# EXTRACT PROVIDED
# Tortoise laxative



## ROFLCHOPTER94 (May 11, 2010)

I'm worried about Hermes I've fed him high fiber green daily and soak him every day but no poop. So i'm starting ot wonder if he's constipated or not so any suggestions on a food for tortoises that acts as a laxative would be great.


----------



## N2TORTS (May 11, 2010)

ROFLCHOPTER94 said:


> I'm worried about Hermes I've fed him high fiber green daily and soak him every day but no poop. So i'm starting ot wonder if he's constipated or not so any suggestions on a food for tortoises that acts as a laxative would be great.



Try ....canned pumpkin . NOT pie filling*
JD~


----------



## Terry Allan Hall (May 12, 2010)

How warm is the water you're using? Body temperature (98.6F) or just very slightly warmer has always worked on my tortoises and snakes.


----------



## Yvonne G (May 12, 2010)

If you have access to an Aloe plant, a little aloe usually has a good effect. Also a ride in the car.


----------



## terracolson (May 12, 2010)

emysemys said:


> If you have access to an Aloe plant, a little aloe usually has a good effect. Also a ride in the car.



lol, your kidding me, a ride in the car... wow...

I am a big supporter of the canned pumpkin, cactus and aloe

Try all three... and give it a couple days...

warm that bath water and let him sit for 20 mins


----------



## TortieLuver (May 12, 2010)

# WHAT IS ASKED
Reproduce the entire forum thread on tortoise laxatives word for word.

[Object location annotation data]

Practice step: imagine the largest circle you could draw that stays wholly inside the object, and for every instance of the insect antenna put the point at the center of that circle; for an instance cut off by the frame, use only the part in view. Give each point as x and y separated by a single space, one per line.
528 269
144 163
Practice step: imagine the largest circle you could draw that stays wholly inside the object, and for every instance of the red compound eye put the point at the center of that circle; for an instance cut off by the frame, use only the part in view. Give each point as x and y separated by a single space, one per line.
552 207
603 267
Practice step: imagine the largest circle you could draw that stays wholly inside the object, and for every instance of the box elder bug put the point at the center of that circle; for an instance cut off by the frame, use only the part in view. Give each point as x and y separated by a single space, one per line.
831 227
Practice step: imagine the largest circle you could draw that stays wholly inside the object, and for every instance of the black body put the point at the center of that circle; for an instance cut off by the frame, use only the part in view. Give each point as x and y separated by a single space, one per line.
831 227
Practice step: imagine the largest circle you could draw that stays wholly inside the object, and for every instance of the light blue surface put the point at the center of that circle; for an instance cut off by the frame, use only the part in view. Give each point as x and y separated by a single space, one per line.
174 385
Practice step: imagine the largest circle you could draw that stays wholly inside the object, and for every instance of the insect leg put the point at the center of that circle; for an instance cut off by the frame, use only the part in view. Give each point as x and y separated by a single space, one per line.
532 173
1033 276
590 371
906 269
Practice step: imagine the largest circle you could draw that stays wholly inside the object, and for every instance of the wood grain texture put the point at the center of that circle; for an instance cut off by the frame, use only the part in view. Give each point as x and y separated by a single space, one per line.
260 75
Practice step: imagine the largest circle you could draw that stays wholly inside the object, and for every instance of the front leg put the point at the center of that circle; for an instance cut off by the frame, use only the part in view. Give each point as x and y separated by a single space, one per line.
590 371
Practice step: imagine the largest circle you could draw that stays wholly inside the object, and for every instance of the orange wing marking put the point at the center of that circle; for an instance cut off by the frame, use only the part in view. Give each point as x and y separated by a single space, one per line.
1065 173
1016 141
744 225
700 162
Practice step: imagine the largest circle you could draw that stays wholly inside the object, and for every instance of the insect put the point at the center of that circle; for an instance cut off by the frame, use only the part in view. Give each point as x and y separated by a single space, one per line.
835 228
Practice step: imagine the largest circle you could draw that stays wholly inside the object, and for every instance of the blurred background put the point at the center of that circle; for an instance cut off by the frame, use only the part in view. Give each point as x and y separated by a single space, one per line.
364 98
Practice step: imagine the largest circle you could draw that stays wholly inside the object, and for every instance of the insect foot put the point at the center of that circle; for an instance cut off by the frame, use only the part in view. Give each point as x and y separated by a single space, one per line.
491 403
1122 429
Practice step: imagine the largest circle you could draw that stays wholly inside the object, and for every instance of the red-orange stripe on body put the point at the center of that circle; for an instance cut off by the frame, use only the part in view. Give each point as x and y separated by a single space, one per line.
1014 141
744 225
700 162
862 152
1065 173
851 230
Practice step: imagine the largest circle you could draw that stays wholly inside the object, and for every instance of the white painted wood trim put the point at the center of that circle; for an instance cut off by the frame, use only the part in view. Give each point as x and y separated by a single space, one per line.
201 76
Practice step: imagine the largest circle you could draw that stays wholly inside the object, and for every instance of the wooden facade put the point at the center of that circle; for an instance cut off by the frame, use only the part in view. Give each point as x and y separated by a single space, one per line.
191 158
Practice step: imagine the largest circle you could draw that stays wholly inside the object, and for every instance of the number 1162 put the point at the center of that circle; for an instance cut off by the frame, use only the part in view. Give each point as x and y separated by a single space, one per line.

# RESULT FOR THIS TASK
# Tortoise laxative



## ROFLCHOPTER94 (May 11, 2010)

I'm worried about Hermes I've fed him high fiber green daily and soak him every day but no poop. So i'm starting ot wonder if he's constipated or not so any suggestions on a food for tortoises that acts as a laxative would be great.


----------



## N2TORTS (May 11, 2010)

ROFLCHOPTER94 said:


> I'm worried about Hermes I've fed him high fiber green daily and soak him every day but no poop. So i'm starting ot wonder if he's constipated or not so any suggestions on a food for tortoises that acts as a laxative would be great.



Try ....canned pumpkin . NOT pie filling*
JD~


----------



## Terry Allan Hall (May 12, 2010)

How warm is the water you're using? Body temperature (98.6F) or just very slightly warmer has always worked on my tortoises and snakes.


----------



## Yvonne G (May 12, 2010)

If you have access to an Aloe plant, a little aloe usually has a good effect. Also a ride in the car.


----------



## terracolson (May 12, 2010)

emysemys said:


> If you have access to an Aloe plant, a little aloe usually has a good effect. Also a ride in the car.



lol, your kidding me, a ride in the car... wow...

I am a big supporter of the canned pumpkin, cactus and aloe

Try all three... and give it a couple days...

warm that bath water and let him sit for 20 mins


----------



## TortieLuver (May 12, 2010)